# start of Material to process

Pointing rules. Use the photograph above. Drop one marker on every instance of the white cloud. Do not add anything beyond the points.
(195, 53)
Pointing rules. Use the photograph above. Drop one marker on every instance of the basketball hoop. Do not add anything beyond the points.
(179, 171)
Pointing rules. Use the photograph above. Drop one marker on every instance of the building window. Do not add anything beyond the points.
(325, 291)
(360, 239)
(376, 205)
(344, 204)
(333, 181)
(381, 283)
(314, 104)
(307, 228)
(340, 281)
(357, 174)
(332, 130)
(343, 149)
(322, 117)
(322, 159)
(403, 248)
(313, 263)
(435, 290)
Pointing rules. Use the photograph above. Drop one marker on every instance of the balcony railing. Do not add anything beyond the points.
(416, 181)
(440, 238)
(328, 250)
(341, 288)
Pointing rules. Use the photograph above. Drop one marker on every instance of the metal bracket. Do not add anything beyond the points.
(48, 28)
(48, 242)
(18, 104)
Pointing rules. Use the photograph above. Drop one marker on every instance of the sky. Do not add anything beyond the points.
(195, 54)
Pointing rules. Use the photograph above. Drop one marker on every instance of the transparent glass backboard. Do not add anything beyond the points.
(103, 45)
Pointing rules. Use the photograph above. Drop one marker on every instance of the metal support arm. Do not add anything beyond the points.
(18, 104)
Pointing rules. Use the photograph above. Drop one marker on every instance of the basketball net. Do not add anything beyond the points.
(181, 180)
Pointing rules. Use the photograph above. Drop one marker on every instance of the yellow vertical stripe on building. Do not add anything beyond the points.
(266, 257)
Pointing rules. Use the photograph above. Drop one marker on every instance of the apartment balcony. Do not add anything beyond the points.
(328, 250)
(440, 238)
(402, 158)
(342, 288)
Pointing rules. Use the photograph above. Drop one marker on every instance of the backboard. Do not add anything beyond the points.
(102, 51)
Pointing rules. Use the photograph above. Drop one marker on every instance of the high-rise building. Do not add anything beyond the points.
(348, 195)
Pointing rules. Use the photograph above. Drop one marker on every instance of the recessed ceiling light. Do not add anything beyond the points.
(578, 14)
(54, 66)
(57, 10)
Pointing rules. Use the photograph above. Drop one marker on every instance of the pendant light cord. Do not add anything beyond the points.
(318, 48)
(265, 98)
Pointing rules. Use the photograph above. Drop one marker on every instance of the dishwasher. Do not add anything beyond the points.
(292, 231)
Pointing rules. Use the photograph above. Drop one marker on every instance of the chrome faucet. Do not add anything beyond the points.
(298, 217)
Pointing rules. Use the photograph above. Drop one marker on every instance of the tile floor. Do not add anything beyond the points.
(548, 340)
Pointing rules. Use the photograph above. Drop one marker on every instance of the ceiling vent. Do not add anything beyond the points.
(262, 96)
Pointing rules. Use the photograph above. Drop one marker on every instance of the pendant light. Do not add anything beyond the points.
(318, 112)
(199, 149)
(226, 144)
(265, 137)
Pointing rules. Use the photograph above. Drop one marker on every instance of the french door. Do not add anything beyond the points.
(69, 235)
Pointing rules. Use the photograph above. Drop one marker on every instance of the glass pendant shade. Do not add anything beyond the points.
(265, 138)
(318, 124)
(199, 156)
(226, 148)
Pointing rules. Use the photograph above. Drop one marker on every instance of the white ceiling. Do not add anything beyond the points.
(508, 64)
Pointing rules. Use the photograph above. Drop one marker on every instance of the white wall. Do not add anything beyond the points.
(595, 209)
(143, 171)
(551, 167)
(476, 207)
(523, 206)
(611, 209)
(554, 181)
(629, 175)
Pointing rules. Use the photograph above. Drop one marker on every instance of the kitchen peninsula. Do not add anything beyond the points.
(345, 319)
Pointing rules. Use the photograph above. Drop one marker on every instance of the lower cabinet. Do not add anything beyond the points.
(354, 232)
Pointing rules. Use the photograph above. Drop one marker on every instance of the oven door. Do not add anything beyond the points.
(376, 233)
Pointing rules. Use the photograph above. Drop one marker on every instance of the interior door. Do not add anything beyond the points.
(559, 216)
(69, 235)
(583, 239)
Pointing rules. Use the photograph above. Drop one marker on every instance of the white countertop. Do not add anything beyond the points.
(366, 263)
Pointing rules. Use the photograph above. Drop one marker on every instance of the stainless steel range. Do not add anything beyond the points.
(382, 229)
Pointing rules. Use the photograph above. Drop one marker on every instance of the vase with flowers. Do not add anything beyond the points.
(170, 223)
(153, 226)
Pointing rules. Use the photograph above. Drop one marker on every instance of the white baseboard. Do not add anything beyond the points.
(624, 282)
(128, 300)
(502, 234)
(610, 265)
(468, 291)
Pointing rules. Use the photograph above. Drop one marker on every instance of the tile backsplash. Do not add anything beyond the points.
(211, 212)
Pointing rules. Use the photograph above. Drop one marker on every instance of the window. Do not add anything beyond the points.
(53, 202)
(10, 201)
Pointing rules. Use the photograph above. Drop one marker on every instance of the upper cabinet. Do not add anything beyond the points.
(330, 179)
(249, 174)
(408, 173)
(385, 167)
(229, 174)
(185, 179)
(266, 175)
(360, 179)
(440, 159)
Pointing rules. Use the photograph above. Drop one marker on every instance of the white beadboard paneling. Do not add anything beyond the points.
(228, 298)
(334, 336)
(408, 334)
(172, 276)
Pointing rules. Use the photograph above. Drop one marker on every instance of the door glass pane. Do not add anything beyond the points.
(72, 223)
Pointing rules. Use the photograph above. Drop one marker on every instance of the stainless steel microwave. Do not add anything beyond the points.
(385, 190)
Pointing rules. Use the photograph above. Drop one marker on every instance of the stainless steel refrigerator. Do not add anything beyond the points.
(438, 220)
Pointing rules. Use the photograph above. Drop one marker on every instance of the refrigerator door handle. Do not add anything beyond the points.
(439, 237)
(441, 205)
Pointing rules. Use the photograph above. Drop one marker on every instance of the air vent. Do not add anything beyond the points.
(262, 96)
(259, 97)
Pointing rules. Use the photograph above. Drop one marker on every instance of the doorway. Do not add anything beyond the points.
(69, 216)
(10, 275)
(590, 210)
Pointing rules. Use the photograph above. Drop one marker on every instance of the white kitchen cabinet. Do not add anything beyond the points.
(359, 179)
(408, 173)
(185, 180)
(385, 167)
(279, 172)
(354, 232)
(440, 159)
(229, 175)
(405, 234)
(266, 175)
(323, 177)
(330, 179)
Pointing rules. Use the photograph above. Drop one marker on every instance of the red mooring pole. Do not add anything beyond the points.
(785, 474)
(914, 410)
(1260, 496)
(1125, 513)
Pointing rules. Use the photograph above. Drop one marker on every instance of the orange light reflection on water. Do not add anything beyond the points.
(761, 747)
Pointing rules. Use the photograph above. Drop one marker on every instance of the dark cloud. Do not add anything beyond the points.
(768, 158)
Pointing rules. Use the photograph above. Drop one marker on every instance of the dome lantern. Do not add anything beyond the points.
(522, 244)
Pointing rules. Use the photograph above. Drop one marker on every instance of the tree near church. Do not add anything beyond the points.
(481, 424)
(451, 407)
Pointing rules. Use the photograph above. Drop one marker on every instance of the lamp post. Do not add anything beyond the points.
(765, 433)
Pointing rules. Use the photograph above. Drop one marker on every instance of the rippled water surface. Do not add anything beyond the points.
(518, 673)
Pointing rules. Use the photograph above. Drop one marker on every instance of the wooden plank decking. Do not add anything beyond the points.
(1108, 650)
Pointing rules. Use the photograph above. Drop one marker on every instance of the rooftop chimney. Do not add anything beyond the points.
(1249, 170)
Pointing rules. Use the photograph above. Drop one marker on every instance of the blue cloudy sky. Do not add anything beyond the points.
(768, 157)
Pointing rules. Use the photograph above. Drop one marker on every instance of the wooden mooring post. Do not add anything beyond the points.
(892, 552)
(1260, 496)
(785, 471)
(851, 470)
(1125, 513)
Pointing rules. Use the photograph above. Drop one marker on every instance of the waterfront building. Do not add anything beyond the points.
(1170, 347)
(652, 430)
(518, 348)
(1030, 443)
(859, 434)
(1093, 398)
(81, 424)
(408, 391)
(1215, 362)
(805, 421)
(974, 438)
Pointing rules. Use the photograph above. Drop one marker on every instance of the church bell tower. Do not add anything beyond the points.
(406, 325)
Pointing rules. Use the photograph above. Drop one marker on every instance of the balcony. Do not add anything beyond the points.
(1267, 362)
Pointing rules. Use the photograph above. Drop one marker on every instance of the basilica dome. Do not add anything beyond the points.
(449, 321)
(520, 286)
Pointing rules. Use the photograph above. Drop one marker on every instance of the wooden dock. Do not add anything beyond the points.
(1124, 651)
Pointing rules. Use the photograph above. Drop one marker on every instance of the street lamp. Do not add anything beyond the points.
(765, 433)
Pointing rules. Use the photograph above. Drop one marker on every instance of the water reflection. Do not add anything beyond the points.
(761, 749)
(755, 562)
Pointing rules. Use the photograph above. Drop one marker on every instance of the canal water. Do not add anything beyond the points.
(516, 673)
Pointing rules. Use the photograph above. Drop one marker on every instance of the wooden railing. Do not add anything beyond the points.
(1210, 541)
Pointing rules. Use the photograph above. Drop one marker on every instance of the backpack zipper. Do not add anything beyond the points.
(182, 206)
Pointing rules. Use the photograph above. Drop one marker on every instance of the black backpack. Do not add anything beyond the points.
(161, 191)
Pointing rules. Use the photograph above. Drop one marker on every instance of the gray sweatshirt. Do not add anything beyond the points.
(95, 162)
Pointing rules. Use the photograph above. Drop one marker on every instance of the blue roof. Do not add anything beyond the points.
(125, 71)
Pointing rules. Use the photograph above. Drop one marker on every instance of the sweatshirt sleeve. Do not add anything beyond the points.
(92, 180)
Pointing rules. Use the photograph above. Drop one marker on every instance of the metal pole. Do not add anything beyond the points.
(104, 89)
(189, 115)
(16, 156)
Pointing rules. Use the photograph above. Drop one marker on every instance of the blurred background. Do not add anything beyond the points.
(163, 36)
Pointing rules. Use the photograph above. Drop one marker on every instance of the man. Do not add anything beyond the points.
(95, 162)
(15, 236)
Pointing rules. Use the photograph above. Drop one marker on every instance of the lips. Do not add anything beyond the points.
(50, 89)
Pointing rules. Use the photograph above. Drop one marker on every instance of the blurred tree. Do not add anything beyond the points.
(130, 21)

# end of Material to process

Give exactly the lines from the one with "backpack. Do not add anything beyond the points." to the end of the entries, nothing before them.

Pointing rules. Use the photograph above. Drop one marker on every instance of the black backpack. Do not add anything beyond the points.
(161, 191)
Pointing rules. Use the photograph above. Drop one marker on every instance of the gray sweatshirt. Do not add anything beyond the points.
(95, 162)
Pointing rules. Use the photograph above. Drop one marker on every instance of the blue roof. Do not add anything beyond the points.
(125, 71)
Pointing rules. Use the photograph above. Drop one marker on every instance of the sweatshirt sleeve. Do not add anything beyond the points.
(92, 180)
Pointing rules. Use the photograph above. Drop one marker on every instance of the metal pole. Do not add anything beyond the points.
(104, 89)
(189, 115)
(16, 156)
Pointing rules. Use the photograph above. Drop one marker on every instance of the blurred background. Do not add anything beyond the points.
(163, 36)
Pointing rules. Use the photograph above. Drop one marker on every instance of the man. Do not add anything beyond the points.
(95, 162)
(15, 236)
Pointing rules. Use the photograph above. Drop one marker on every instance of the lips. Do not add anything beyond the points.
(50, 89)
Pointing rules. Use the photograph above. Drop one marker on every instance of the blurred tree. Do not add anything beyond the points.
(130, 21)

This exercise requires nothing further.